[Given instruction]
Could you set out the lines as a Markdown table with the columns "Row" and "Line," starting with the line containing "Please annotate the cluster" and going on through the line containing "<point>419,241</point>"? Number each row, skip any blank lines, and include only those lines.

[Supplied data]
· · ·
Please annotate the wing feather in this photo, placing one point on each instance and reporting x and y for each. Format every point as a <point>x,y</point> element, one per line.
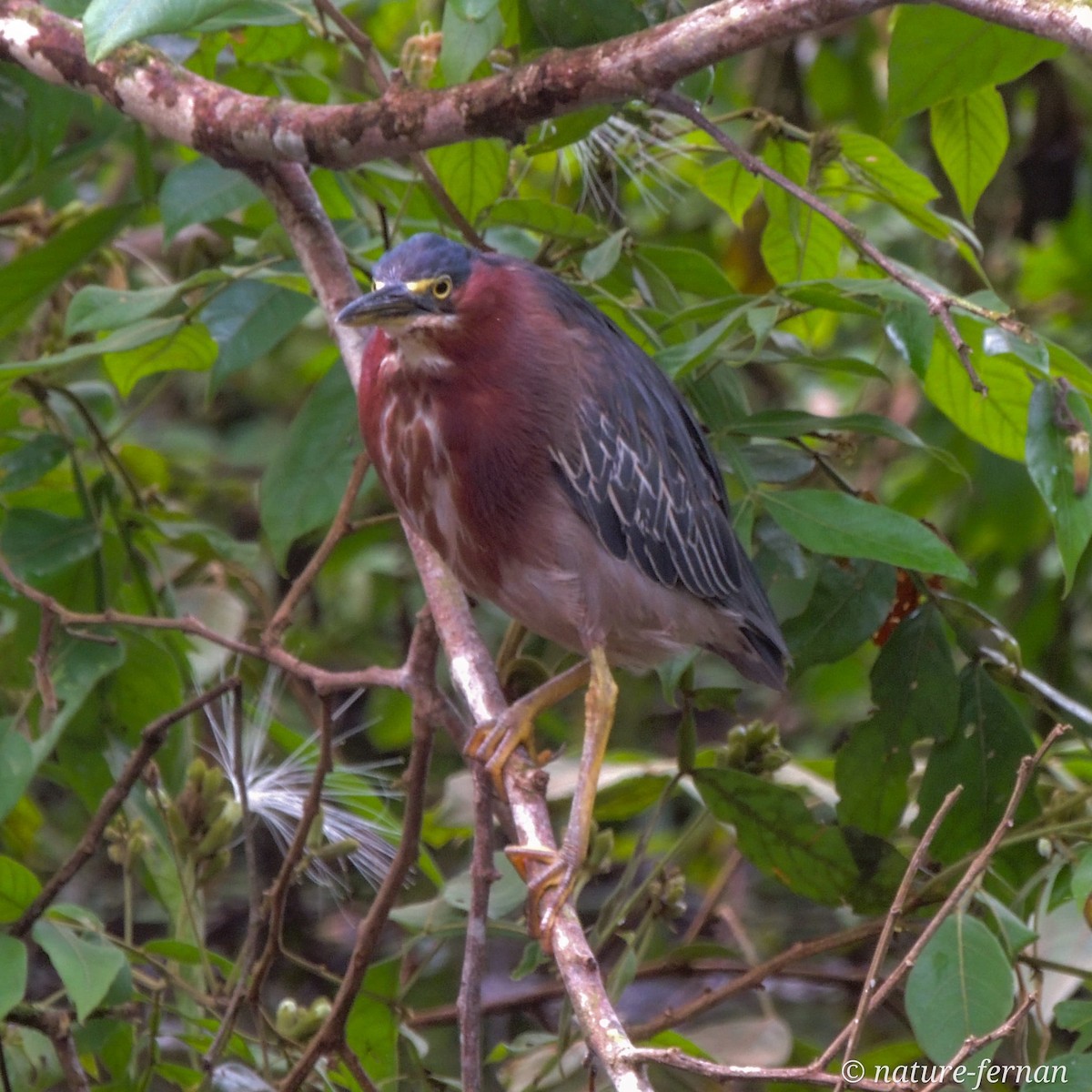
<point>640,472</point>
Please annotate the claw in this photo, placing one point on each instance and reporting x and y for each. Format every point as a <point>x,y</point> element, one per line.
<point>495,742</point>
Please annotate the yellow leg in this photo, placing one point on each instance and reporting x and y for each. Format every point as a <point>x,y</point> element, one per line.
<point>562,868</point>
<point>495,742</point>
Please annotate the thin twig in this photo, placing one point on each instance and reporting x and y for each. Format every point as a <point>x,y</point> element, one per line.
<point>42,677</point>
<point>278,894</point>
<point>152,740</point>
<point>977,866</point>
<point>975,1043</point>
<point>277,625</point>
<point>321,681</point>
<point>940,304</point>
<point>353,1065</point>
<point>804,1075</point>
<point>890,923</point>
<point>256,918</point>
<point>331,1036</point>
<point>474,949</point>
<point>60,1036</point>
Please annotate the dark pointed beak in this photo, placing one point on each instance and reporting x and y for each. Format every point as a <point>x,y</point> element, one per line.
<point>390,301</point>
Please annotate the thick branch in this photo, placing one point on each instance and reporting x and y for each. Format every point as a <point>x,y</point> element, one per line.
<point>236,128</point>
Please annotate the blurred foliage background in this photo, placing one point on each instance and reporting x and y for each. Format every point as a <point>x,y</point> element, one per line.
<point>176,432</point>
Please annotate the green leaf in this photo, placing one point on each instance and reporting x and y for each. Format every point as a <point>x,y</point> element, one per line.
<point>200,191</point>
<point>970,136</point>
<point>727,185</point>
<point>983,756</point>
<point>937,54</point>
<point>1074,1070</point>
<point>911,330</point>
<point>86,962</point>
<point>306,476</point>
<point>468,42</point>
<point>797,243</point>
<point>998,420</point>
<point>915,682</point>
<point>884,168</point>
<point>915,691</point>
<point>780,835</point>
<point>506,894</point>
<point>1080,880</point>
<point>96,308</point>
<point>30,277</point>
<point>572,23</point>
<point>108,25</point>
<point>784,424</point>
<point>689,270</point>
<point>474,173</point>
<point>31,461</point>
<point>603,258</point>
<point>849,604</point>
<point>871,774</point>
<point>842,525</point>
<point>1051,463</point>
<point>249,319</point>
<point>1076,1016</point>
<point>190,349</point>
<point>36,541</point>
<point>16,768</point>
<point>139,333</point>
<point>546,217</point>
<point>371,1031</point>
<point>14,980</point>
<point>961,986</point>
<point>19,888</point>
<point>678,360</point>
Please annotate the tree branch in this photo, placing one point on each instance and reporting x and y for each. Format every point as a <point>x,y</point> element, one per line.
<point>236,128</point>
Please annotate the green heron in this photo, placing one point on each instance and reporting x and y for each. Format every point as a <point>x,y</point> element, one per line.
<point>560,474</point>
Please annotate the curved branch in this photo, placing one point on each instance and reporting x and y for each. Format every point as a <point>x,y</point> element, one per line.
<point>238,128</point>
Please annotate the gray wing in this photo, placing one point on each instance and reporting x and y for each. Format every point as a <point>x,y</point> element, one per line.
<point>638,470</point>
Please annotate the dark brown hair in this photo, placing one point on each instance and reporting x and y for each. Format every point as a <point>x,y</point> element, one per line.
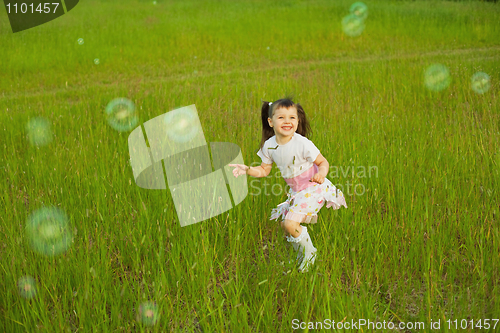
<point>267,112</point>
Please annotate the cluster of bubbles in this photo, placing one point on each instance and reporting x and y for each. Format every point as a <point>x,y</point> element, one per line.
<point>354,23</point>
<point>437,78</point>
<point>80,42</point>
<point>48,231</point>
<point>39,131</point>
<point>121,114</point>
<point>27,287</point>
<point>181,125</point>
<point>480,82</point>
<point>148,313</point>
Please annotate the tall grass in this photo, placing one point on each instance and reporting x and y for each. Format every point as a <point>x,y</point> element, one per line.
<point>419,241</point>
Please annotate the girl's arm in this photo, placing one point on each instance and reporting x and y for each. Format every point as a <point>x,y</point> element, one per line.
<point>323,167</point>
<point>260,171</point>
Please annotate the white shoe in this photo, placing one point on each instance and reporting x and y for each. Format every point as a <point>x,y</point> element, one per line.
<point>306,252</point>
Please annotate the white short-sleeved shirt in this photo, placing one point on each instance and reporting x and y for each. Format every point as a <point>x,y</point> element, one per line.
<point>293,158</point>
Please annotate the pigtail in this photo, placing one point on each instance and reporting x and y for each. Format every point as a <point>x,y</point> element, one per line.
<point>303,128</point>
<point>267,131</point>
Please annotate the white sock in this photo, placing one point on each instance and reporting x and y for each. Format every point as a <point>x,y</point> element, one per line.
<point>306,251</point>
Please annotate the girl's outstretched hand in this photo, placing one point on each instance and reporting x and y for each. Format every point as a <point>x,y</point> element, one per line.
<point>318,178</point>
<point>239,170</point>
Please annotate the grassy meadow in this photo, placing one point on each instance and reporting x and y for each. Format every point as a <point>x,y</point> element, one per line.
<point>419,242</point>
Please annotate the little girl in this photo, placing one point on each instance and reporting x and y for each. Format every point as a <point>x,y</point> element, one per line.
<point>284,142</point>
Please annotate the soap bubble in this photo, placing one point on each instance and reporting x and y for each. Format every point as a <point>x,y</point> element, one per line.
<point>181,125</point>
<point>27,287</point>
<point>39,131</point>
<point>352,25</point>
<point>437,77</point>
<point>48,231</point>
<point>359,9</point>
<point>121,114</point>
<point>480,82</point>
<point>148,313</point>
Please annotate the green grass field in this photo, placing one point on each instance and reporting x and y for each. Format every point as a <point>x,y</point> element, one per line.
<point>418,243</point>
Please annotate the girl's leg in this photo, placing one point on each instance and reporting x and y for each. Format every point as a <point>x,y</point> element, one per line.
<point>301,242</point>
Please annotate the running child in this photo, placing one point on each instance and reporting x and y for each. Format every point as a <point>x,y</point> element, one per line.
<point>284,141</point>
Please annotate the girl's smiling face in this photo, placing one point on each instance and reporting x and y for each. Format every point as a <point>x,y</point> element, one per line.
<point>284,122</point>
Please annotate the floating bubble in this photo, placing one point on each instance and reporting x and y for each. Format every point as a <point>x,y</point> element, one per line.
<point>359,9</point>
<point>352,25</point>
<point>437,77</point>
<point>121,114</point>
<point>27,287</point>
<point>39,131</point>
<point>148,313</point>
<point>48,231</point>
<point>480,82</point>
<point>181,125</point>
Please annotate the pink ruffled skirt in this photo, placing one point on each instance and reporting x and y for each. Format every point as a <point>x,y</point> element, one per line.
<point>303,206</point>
· · ·
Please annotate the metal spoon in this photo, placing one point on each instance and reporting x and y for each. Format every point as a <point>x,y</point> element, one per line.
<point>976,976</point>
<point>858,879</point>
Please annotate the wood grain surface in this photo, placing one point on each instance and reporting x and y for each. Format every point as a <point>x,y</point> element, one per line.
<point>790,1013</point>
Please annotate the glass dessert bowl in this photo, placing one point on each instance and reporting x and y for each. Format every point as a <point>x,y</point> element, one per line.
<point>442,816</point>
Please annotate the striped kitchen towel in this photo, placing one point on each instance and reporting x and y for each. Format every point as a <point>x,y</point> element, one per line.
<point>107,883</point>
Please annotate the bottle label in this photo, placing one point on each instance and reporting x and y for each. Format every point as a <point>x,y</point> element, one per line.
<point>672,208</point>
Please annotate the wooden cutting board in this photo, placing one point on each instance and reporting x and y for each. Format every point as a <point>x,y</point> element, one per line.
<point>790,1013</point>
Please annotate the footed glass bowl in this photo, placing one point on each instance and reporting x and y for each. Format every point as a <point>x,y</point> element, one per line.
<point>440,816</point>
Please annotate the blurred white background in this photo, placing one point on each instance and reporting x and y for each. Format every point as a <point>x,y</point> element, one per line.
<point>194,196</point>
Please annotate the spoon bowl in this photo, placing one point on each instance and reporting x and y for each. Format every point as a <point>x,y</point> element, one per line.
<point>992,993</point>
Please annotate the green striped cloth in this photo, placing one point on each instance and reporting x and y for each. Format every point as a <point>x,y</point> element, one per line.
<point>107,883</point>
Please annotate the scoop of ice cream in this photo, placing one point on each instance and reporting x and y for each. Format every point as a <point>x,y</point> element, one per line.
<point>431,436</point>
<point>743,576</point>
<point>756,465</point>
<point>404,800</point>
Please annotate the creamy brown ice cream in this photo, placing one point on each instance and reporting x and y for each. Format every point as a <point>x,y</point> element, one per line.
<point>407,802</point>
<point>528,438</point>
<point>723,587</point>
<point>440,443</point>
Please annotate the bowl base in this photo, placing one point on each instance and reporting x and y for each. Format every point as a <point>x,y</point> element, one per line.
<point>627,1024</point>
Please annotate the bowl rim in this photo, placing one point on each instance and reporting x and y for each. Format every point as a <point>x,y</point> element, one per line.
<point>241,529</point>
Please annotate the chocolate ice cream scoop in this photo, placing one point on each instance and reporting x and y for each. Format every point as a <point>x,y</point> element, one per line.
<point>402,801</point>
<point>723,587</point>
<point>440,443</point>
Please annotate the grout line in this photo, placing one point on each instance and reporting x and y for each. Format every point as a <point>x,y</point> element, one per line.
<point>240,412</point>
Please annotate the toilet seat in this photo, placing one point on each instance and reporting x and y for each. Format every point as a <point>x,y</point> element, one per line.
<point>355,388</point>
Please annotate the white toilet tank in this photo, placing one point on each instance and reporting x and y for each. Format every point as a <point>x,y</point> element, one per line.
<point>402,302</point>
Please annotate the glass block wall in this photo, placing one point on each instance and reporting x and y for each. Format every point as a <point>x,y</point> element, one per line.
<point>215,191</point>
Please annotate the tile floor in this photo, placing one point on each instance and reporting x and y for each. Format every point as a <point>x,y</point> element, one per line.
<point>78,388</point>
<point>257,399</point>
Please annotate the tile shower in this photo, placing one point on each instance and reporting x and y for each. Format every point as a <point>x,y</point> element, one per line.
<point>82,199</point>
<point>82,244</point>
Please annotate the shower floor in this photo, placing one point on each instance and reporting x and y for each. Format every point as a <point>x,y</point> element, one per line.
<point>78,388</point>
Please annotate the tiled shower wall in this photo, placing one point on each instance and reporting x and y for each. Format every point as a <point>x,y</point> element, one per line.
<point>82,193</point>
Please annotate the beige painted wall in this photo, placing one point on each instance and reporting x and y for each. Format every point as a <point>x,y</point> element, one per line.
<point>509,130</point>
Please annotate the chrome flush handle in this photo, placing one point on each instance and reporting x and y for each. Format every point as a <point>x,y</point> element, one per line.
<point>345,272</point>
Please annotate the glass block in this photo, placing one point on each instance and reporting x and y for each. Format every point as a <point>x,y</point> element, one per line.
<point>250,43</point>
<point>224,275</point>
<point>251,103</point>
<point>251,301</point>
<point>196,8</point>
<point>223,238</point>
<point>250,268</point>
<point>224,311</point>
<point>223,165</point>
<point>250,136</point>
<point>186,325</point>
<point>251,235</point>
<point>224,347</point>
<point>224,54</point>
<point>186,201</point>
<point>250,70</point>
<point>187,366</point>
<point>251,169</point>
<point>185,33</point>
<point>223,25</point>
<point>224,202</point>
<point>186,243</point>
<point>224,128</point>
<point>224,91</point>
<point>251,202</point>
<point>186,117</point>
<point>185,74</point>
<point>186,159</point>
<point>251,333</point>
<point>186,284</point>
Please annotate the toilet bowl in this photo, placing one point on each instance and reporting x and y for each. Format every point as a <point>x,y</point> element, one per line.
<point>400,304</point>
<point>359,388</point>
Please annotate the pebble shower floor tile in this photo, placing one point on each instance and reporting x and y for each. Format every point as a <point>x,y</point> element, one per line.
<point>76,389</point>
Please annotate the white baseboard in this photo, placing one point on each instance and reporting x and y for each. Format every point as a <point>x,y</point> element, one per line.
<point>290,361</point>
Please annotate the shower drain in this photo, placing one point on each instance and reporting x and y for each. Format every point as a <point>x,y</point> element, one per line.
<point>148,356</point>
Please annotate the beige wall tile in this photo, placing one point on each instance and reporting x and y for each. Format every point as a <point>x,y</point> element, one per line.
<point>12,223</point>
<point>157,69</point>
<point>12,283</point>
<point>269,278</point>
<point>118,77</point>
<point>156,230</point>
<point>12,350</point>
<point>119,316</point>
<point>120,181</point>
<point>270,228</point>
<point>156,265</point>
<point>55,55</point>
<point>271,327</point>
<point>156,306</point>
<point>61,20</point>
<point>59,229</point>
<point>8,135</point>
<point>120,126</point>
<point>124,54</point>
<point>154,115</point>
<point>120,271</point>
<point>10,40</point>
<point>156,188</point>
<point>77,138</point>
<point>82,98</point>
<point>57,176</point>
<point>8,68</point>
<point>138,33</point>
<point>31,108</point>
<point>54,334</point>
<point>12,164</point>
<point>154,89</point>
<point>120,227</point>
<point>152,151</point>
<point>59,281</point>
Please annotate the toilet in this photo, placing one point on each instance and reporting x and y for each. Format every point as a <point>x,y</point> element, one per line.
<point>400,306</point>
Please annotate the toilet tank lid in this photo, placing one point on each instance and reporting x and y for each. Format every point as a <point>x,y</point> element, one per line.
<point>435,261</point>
· · ·
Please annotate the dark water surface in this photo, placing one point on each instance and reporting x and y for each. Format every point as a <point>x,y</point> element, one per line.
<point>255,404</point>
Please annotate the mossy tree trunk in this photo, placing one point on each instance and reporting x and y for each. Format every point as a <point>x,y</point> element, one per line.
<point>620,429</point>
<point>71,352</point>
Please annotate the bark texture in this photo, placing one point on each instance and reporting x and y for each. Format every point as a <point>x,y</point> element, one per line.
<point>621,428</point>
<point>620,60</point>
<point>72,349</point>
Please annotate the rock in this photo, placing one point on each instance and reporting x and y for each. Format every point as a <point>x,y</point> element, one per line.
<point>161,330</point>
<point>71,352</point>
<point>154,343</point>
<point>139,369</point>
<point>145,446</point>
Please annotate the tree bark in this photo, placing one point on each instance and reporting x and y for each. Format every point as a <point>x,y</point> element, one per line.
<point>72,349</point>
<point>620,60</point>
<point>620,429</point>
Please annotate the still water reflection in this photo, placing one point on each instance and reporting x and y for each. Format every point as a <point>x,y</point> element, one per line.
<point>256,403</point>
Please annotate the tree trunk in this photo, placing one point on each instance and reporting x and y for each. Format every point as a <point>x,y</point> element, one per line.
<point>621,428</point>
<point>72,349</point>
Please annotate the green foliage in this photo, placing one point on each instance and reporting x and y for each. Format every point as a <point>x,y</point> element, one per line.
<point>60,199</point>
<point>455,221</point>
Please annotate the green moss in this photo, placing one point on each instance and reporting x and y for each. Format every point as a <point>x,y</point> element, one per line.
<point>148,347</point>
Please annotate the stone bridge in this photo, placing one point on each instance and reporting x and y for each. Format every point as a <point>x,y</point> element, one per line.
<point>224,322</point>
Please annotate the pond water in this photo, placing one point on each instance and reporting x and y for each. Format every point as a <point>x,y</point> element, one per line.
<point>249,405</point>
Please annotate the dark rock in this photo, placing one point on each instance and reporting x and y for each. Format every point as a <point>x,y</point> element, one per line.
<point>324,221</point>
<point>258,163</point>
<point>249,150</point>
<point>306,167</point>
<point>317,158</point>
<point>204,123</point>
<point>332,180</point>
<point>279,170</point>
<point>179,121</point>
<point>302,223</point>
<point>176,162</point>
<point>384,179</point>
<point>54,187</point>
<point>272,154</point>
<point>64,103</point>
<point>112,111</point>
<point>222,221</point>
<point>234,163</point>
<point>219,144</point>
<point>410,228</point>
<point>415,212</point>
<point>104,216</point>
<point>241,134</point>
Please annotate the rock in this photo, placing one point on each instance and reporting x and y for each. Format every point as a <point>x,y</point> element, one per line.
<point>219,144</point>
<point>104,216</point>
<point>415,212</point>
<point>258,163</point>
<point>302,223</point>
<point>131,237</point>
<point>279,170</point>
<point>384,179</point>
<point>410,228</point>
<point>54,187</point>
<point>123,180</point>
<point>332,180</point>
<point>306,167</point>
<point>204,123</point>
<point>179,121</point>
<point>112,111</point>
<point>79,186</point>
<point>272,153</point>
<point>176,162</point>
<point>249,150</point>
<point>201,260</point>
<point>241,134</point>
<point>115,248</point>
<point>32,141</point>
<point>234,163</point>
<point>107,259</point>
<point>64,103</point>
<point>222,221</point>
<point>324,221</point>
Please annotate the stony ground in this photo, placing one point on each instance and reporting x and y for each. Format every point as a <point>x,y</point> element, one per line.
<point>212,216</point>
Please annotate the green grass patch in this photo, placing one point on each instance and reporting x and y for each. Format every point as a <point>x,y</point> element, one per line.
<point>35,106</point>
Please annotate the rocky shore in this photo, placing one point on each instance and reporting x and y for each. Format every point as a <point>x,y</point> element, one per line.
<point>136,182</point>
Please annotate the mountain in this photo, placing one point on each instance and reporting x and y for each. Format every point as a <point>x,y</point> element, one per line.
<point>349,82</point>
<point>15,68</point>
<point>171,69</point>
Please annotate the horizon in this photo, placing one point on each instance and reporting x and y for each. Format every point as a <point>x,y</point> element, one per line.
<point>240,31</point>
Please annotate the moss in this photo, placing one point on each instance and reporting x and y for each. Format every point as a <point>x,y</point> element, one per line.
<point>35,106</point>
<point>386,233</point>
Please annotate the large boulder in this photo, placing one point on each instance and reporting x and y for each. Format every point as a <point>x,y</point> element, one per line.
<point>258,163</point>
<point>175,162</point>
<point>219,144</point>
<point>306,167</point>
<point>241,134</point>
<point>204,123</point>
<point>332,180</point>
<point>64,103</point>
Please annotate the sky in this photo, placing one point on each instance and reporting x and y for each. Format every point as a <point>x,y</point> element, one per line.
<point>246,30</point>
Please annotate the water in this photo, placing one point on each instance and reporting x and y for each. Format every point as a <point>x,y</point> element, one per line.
· · ·
[Answer below]
| Row | Line |
|---|---|
| 1 | Please annotate the cluster of bubbles in this photo, placing one point on each instance and reporting x and y for each. Format every point as a <point>x,y</point> element, one per line. |
| 2 | <point>354,23</point> |
| 3 | <point>437,78</point> |
| 4 | <point>80,42</point> |
| 5 | <point>48,231</point> |
| 6 | <point>39,131</point> |
| 7 | <point>121,114</point> |
| 8 | <point>27,287</point> |
| 9 | <point>181,125</point> |
| 10 | <point>480,82</point> |
| 11 | <point>148,313</point> |
| 12 | Please annotate the tall grass in this photo, placing one point on each instance and reporting x and y for each. Format every point as a <point>x,y</point> element, one per line. |
| 13 | <point>419,241</point> |